● **TASK DIRECTIONS**: Your task is to repeat the listing exactly.

-------- SUPPLIED DATA

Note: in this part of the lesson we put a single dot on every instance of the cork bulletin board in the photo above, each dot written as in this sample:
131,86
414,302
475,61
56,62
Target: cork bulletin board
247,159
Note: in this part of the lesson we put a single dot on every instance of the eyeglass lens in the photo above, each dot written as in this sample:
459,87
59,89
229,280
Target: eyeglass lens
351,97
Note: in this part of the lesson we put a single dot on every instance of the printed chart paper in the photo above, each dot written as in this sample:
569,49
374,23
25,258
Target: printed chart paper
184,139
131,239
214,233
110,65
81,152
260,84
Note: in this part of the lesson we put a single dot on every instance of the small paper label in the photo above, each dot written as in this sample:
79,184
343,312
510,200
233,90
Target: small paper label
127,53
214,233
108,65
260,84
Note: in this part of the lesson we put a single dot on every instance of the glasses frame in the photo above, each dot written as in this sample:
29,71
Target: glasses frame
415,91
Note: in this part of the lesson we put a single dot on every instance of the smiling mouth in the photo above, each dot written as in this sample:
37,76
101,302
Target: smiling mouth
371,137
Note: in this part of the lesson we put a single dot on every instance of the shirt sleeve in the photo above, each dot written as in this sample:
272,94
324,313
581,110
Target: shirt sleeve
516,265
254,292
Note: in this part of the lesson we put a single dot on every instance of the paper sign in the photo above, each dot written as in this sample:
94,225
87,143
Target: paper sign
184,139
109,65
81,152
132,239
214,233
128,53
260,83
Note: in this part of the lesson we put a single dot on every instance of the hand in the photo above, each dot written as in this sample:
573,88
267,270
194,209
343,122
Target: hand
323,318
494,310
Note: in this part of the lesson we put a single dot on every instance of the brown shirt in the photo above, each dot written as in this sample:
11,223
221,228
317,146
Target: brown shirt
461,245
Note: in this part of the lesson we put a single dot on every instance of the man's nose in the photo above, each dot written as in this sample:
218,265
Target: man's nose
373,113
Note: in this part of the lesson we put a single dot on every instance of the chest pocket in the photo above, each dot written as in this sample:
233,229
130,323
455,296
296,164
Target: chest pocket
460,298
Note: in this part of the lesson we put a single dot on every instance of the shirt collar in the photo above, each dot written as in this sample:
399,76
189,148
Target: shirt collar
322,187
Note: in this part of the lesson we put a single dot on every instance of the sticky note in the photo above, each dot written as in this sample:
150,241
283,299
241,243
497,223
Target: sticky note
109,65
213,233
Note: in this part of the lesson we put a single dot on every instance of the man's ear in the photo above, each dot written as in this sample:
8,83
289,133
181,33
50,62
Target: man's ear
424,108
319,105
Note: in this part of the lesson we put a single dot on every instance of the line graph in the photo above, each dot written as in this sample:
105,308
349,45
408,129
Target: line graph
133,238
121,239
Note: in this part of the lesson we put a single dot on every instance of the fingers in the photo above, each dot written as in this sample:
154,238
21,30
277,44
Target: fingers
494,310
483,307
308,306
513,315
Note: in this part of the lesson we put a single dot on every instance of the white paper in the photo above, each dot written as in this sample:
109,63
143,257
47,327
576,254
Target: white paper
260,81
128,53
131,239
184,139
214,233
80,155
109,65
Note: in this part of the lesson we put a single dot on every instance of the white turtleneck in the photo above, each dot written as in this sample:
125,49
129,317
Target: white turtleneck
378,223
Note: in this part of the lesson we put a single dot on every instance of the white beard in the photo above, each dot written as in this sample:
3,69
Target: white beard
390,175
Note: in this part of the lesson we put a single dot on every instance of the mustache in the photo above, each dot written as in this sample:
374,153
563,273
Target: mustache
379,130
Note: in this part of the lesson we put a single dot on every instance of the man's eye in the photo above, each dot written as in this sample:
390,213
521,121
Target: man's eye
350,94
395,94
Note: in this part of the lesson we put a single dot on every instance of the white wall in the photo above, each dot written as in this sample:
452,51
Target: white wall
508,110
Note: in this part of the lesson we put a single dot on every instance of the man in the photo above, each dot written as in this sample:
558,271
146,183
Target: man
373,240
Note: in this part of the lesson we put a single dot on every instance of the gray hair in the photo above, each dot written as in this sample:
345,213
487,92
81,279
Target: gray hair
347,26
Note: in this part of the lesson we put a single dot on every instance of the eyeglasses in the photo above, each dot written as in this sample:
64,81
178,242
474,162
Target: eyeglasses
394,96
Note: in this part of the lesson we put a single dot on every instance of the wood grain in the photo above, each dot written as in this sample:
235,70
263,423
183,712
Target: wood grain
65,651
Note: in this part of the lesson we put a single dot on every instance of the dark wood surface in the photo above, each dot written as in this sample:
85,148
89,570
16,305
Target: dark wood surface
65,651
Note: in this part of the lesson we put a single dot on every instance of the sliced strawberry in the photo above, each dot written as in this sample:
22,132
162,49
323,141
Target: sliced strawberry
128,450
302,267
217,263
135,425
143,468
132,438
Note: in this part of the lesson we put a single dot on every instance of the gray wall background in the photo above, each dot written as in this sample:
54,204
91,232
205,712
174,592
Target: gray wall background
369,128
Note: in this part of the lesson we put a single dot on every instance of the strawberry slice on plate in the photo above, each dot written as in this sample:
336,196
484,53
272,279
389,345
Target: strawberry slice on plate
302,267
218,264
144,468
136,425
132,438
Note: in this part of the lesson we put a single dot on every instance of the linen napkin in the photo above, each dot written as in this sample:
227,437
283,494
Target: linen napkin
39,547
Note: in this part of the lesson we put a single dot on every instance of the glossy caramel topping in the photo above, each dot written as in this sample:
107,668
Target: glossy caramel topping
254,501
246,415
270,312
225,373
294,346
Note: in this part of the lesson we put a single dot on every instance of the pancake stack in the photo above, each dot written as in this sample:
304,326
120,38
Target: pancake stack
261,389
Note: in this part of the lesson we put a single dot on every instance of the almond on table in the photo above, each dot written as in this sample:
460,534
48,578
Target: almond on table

----------------

● **THE REPLY**:
Note: in this part of the lesson we put a single dot on every instance of the cork bulletin board in the photo above, each dot written as in this sample:
131,86
414,302
475,61
56,62
Target: cork bulletin board
247,159
Note: in this part of the lesson we put a single dot on every instance of the eyeglass lens in the photo above, each dot written as in this sample:
459,87
59,89
229,280
Target: eyeglass lens
351,97
Note: in this part of the lesson we put a single dot on every instance of the printed chart paper in the photo above, each dot written as in this sample:
569,49
374,23
25,258
Target: printed chart paper
184,139
131,239
214,233
110,65
81,152
260,84
Note: in this part of the lesson we put a single dot on every instance of the small paper label in the photo above, each dot written as in this sample:
79,184
343,312
510,200
233,90
Target: small paper label
127,53
214,233
108,65
260,84
Note: in this part of the lesson we put a single dot on every instance of the glasses frame in the photo above, each dot written as in this sample:
29,71
Target: glasses frame
415,91
Note: in this part of the lesson we put a single dot on every instance of the smiling mouth in the photo above, each dot written as in this sample:
37,76
101,302
Target: smiling mouth
371,137
Note: in this part of the lesson we put a single dot on every instance of the shirt sleeve in the photo above, each dot written as in this sample:
272,94
324,313
581,110
Target: shirt sleeve
516,265
254,292
Note: in this part of the lesson we put a single dot on every instance of the paper sign in the photo above, each dot written as in this sample:
94,225
87,143
Target: paper sign
184,139
109,65
81,152
132,239
214,233
128,53
260,83
Note: in this part of the lesson we put a single dot on every instance of the hand in the photo above, each dot written as in this sample:
573,88
267,270
194,209
343,122
Target: hand
323,318
494,310
Note: in this part of the lesson we put a single dot on every instance of the brown shirt in the photo above, each dot written as in this sample:
11,223
221,228
317,146
Target: brown shirt
461,245
Note: in this part of the lesson we put a single dot on every instance of the man's nose in the photo above, each dot written as in this sample:
218,265
Target: man's nose
373,113
Note: in this part of the lesson we put a single dot on every instance of the chest pocket in the photo above, each dot written as in this sample:
233,229
130,323
455,296
296,164
Target: chest pocket
460,298
Note: in this part of the lesson we put a single dot on every instance of the shirt collar in the photo above, each dot written as in this sample:
399,76
189,148
Target: shirt collar
322,187
Note: in this part of the lesson we put a single dot on every instance of the sticky note in the photo above, each dot written as in this sample:
150,241
283,299
241,243
497,223
Target: sticky note
109,65
213,233
Note: in this part of the lesson we put a single dot on every instance of the man's ear in the photo above, each dot written as in this sample:
8,83
289,133
181,33
50,62
Target: man's ear
424,108
319,105
Note: in this part of the lesson we put a single dot on every instance of the line graph in the photo above, each dot written as in this sample:
105,308
349,45
408,129
Target: line graph
133,238
121,239
Note: in this part of the lesson we put a single dot on every instance of the fingers in the photo above, each dot written as in this sample:
154,238
21,30
277,44
Target: fingers
494,310
483,307
308,306
513,315
Note: in this part of the lesson we put a single dot on every instance of the white paper in the photo above, each dot written as in this sample:
109,63
143,257
47,327
576,254
Target: white paper
260,81
128,53
131,239
184,139
214,233
80,155
109,65
Note: in this part of the lesson we put a single dot on every instance of the white turtleneck in the photo above, each dot written as in this sample:
125,49
129,317
Target: white turtleneck
378,223
Note: in this part of the lesson we put a single dot on every instance of the white beard in the photo above, each dot written as in this sample:
3,69
Target: white beard
390,175
Note: in this part of the lesson we put a single dot on every instance of the mustache in the photo above, each dot written as in this sample:
374,153
563,273
Target: mustache
379,130
Note: in this part of the lesson we put a single dot on every instance of the man's eye in the photo above, each dot written as in this sample:
390,213
521,121
Target: man's eye
350,94
395,94
Note: in this part of the lesson we put a single dot on every instance of the white wall in the photo above, each dot written as in this sample:
452,51
Target: white wall
508,110
Note: in this part of the lesson we put a single dot on every instance of the man in the photo above, each dot written as in this sample:
558,271
146,183
Target: man
373,240
Note: in this part of the lesson we put a single dot on every instance of the gray hair in the photo above, each dot written as in this sample:
345,213
487,92
81,279
Target: gray hair
347,26
Note: in this part of the lesson we put a single dot on every instance of the eyeglasses in the photo above, each dot written as in this sample:
64,81
178,242
474,162
Target: eyeglasses
394,96
Note: in this part of the lesson we put a single dot on every instance of the wood grain in the photo above, each dot written as in this sample:
235,70
263,423
183,712
Target: wood grain
65,651
Note: in this part of the lesson we put a single dot on every instance of the dark wood surface in the photo above, each dot written as in this sample:
85,148
89,570
16,305
Target: dark wood surface
65,651
Note: in this part of the lesson we put a single dot on every instance of the sliced strawberry in the photo above, each dot written as in this sample:
22,132
162,49
323,141
Target: sliced strawberry
128,450
302,267
217,263
135,425
143,468
132,438
Note: in this part of the lesson we put a single dot on every instance of the gray wall background in the photo above, each dot written as in this sample:
54,204
91,232
205,712
174,592
Target: gray wall background
369,128
Note: in this part of the lesson we put a single dot on every instance of the strawberry slice on plate in the photo above, each dot written as in this sample:
336,196
484,53
272,279
389,345
Target: strawberry slice on plate
302,267
218,264
144,468
136,425
132,438
Note: in this part of the lesson we put a single dot on every instance of the linen napkin in the photo above, each dot written as in this sample:
227,437
283,494
Target: linen napkin
39,547
Note: in this part of the lesson we put a single dot on every instance of the glossy caramel topping in the photo above, each dot written as in this sample:
107,668
Target: glossy caramel topping
254,501
246,415
270,312
225,373
294,346
Note: in this part of the lesson we put a single dot on every instance of the pancake stack in the photo above, each dot written as in this sample:
304,326
120,38
Target: pancake stack
261,389
Note: in this part of the lesson we put a single dot on every instance of the almond on table in the photo above, each dot written as in this sample:
460,534
48,578
Target: almond on table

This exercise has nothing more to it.